Continue the blog post on Haringey's emergency walking and cycling measures, picking up after its final sentence.

Start of SOURCE TEXT

All roads lead to Haringey, part 2

Fasten the safety belts

For Haringey announcement and update, June 2nd, see below.

We posted a couple of weeks ago about Haringey’s role in re-starting the local economy and taking steps to improve travel and the pressure is building.

Above image: Rotterdam – the municipality allowing traders to convert parking spaces into retail space, no permits necessary

In receipt of £100,000 from the DfT and £239,933 from the government’s Re-Opening High Streets Safely Fund, the council have convened a taskforce (made up of staff from Highways, Parking, Business Support, Regulatory Services and Enforcement) to identify emergency measures to reduce car traffic and bolster walking and cycling. We wish them well, they don’t have long to act: the DfT want proposals by June 5th, and the schools are beginning to return.

Anything that does not meaningfully alter the status quo on the road will not be funded  (DfT letter to TfL and local authorities)

So, in the light of TfL’s guidance to “enable London’s economic regeneration by facilitating more walking and cycling to local high streets and town centres” by “working with boroughs to reduce through traffic”, we’ve written to the council identifying possible sites (see earlier blogs).

Is this the moment the original vision for Liveable Crouch End returns? Will the car drivers now be forced to give up some roadspace? For decades Crouch End has been designed entirely around the supremacy of private vehicles and the requirements of through traffic, and the overreaction to last year’s trial closure of Middle Lane revealed quite a few who refuse to countenance even a minor change to the status quo. Perhaps the coming gridlock will alter perceptions.

End of SOURCE TEXT
Start of ENTRIES SUPPLIED

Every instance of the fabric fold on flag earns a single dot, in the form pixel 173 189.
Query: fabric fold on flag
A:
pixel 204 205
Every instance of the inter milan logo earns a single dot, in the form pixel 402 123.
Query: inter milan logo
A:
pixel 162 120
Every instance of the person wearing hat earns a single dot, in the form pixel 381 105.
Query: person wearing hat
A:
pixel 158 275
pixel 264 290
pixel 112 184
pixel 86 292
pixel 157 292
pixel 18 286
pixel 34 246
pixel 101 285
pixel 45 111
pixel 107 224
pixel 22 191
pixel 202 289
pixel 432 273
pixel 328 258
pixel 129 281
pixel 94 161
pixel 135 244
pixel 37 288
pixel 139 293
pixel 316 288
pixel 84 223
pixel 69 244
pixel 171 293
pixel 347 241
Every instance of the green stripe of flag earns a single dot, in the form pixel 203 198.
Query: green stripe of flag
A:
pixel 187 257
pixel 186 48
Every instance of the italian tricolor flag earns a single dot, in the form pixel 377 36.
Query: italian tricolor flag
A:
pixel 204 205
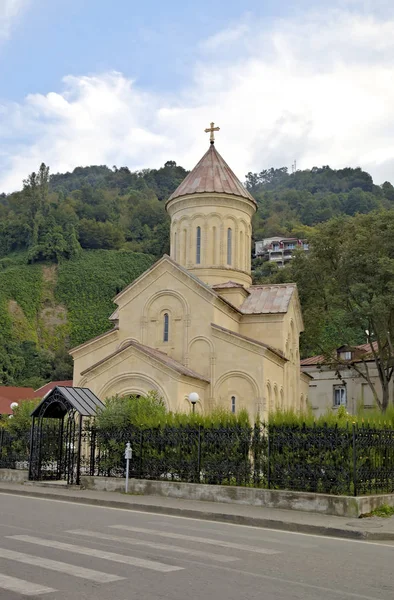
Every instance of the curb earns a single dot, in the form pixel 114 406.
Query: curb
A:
pixel 209 516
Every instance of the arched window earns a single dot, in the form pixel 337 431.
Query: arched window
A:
pixel 198 245
pixel 229 245
pixel 166 327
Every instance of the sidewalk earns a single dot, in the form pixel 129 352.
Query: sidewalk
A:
pixel 286 520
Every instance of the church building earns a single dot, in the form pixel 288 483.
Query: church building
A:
pixel 194 322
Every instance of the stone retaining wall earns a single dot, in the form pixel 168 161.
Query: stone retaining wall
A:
pixel 342 506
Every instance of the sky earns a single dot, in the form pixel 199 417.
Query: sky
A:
pixel 122 83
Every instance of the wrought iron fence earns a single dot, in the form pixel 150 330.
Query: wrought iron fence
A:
pixel 188 453
pixel 14 450
pixel 327 459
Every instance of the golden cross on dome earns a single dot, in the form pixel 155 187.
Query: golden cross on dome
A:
pixel 211 130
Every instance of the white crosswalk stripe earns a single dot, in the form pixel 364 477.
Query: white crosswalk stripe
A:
pixel 93 552
pixel 205 541
pixel 60 567
pixel 20 586
pixel 155 545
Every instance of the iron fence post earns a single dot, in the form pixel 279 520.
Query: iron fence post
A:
pixel 268 458
pixel 141 450
pixel 79 451
pixel 354 460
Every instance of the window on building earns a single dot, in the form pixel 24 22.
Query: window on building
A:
pixel 198 245
pixel 229 245
pixel 166 327
pixel 340 398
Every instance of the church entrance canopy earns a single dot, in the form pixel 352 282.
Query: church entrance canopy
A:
pixel 56 433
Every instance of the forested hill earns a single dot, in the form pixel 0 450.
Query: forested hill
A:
pixel 69 242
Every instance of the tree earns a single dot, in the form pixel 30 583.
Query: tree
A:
pixel 347 290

End of ENTRIES SUPPLIED

ANSWER SECTION
Image: Old Ford Road – quick, cheap solutions with planters

Re-opening the high street

Above all, we want to see changes that allow flexible, creative and novel solutions for the local economy. So we’re calling on Haringey to be bold in their interventions, to close or filter roads if there’s a possible improvement to be made, to identify widespread opportunities for outdoor trading, and to put the local ahead of the strategic – which is the upshot of HMG guidance. After all we’re talking about pop-up solutions that can be removed (and this is an opportunity to trial changes).

Uncertainty abounds and the risk of a second wave of infections means seemingly temporary measures will be with us for some time. Being outdoors maybe fine, indoors, not so good, so it’s difficult to see how public transport will get anywhere near normal capacity anytime soon. Popping in and out the shops is okay too, but spend more time in close proximity indoors and you may have an issue. And, unfortunately, that means cafes, pubs, cinemas – and many service businesses, from hair salons to yoga studios – are in trouble.

Crouch End depends upon the service sector. Our local economy, the second largest town centre in Haringey, will be hit hard and we call upon the council to respond.

Perhaps other long term changes await us too. Will the move to home-working endure? And what would that mean for the town centre – might week-day footfall actually improve? It would be good to think so, trading has been tightening for some time.

Haringey released the following announcement on June 2nd.

NB. The Commonplace map for comments and ideas is here.

“Work around widening ‘pavement pinch-points’ was initially rolled out on 1 May in response to the growing need for adequate social distancing in the borough’s busier hotspots, including in town centres. The first two phases of the work saw nearly 20 sites widened and the removal of some on-street parking.

The council is now bidding for funding to support similar permanent and non-permanent measures and is also keen to support local businesses to re-open by enabling safe social distancing for residents visiting them and providing space for them to effectively trade and operate.

The council has been working on proposals to give people safe alternatives to travel around the borough through ‘active travel’ such as walking and cycling.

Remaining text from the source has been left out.